→ **문제 1**
몬테카를로 드롭아웃에 관한 지문을 읽고 다음 물음에 답하시오.
(a) 인용된 논문은 어느 학회에서 발표되었는가?
(b) MC Dropout은 평가 과정에서 최종 결론을 어떻게 도출하는가?
(c) 사전 분포에는 어떤 가정을 두는가?
→ **문제 2**
몬테카를로 드롭아웃에 관한 지문에서 "Gal, Y., & Ghahramani, Z."이라는 말이 들어 있는 곳에서 시작해 "learning (pp. 1050-1059)."로 끝나는 부분을 한 글자도 바꾸지 말고 그대로 반환하시오.
→ **문제 3**
몬테카를로 드롭아웃에 관한 지문을 두 문장으로 요약하시오.

#### 지문 ####

Post

Monte Carlo Dropout

Gal, Y., & Ghahramani, Z.
(2016, June).
Dropout as a bayesian approximation: Representing model uncertainty in deep learning.
In international conference on machine learning (pp. 1050-1059).
PMLR.

Monte Carlo Dropout


  • MC Dropout(Monte Carlo Dropout) : 드롭아웃의 확률적 성질을 변분 추론 관점에서 해석하여 사후 확률 분포를 근사하는 모수 방법론으로서, 평가 과정에서도 드롭아웃을 유지하고 여러 번 샘플링한 결과값에 평균을 내어 최종 결론을 도출함

How to Interpret


01

  • Original ELBO

    \[\begin{aligned} \text{ELBO} = \mathbb{E}_{W \sim Q}\left[\log{P(\mathcal{D} \mid W)}\right] - D_{KL}\big[Q(W) \parallel P(W)\big] \end{aligned}\]
    • $P(W)$ : Prior Dist.
    • $Q(W)$ : Approx. Dist.
    • \(\mathbb{E}_{W \sim Q}\left[\log{P(\mathcal{D} \mid W)}\right]\) : Likelihood
  • Prior Dist. : Normality Assumption

    \[\begin{aligned} \mathcal{W} \sim \mathcal{N}\left(0, \sigma^{2}_{p}\mathbf{I}\right) \end{aligned}\]
  • Approx. Dist.

#### 데이터 행 ####

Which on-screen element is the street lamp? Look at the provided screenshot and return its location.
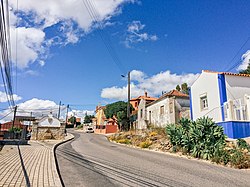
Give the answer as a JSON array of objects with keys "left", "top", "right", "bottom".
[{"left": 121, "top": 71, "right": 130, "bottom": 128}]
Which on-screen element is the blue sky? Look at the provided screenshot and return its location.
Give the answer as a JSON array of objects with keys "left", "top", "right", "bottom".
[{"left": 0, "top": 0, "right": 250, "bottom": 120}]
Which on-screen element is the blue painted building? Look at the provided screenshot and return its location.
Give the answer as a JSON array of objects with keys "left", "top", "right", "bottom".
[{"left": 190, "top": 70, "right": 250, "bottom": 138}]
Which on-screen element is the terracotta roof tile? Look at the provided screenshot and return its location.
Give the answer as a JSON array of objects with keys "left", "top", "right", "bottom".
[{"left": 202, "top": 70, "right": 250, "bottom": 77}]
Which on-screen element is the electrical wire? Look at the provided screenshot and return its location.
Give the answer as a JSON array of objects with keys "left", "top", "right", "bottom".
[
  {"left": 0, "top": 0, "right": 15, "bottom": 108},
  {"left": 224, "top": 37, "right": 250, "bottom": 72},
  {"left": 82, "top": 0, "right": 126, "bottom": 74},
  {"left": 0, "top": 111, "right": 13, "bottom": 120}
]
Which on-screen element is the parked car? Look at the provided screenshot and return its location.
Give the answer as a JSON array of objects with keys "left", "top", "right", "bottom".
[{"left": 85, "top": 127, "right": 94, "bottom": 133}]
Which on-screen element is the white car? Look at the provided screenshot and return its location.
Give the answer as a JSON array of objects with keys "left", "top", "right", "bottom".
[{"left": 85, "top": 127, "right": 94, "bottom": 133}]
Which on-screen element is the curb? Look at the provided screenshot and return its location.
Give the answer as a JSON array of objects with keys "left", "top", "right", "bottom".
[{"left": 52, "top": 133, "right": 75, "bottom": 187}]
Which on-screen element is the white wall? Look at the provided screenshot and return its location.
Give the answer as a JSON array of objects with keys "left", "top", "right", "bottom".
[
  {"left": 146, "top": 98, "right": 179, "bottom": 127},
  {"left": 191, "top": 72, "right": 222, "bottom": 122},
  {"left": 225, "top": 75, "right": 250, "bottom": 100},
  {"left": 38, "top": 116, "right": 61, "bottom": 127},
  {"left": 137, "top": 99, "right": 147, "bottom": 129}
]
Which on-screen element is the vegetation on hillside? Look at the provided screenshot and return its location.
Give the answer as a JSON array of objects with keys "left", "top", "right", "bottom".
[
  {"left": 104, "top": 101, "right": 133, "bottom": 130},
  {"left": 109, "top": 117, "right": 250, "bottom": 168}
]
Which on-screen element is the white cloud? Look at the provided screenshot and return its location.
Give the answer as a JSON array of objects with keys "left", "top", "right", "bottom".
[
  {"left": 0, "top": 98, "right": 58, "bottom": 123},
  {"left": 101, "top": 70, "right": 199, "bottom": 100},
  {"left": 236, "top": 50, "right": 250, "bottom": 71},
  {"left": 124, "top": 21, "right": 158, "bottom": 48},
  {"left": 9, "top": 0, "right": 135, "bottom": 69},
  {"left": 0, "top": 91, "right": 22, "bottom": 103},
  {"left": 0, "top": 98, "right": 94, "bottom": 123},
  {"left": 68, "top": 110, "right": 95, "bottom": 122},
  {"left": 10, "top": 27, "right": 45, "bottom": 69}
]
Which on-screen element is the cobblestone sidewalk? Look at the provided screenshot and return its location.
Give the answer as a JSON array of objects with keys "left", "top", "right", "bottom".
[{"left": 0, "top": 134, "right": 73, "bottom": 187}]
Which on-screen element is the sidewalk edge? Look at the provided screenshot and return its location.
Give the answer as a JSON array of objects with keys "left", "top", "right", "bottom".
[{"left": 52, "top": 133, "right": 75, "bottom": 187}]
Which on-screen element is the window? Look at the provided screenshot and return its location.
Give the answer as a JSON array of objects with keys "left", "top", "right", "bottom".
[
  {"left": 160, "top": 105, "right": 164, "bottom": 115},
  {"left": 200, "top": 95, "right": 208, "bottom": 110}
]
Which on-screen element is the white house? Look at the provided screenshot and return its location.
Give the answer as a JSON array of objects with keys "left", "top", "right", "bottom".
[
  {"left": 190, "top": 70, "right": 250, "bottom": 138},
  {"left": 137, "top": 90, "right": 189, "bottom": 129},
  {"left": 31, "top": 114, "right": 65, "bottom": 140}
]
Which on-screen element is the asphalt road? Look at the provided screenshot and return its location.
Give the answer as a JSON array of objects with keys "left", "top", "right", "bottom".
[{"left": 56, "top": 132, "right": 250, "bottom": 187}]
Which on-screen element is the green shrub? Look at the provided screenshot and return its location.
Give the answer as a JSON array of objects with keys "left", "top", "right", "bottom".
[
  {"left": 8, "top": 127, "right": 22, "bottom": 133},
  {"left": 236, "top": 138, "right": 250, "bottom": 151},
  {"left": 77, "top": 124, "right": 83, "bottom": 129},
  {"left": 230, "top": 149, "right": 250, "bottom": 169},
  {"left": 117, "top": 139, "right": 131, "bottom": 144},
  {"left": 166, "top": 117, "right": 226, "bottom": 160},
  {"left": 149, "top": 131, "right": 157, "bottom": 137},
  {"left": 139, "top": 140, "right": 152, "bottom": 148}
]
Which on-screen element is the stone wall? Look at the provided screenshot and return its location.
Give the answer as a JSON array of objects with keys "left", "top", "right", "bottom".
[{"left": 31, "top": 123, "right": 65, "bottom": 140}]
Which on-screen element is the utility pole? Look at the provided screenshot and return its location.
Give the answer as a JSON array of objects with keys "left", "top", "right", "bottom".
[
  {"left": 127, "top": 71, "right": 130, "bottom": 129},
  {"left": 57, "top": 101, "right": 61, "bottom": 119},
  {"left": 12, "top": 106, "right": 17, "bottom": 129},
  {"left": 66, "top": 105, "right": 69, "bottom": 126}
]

####

→ **정답 1**
(a) International Conference on Machine Learning(2016년 6월, PMLR)
(b) 평가 과정에서도 드롭아웃을 유지하고 여러 번 샘플링한 결과값의 평균을 내어 도출한다.
(c) 정규성 가정(Normality Assumption)을 두며, 가중치가 평균 0, 공분산 σ_p²I인 정규 분포를 따른다고 본다.

→ **정답 2**
Gal, Y., & Ghahramani, Z.
(2016, June).
Dropout as a bayesian approximation: Representing model uncertainty in deep learning.
In international conference on machine learning (pp. 1050-1059).

→ **정답 3**
MC Dropout은 드롭아웃의 확률적 성질을 변분 추론 관점에서 해석해 사후 확률 분포를 근사하는 모수 방법론으로, 평가 과정에서도 드롭아웃을 유지하고 여러 번 샘플링한 결과값의 평균으로 최종 결론을 도출한다. 해석 부분에서는 원래의 ELBO를 우도 항에서 근사 분포와 사전 분포 사이의 KL 발산을 뺀 식으로 제시하고, 사전 분포에는 정규성 가정을 둔다.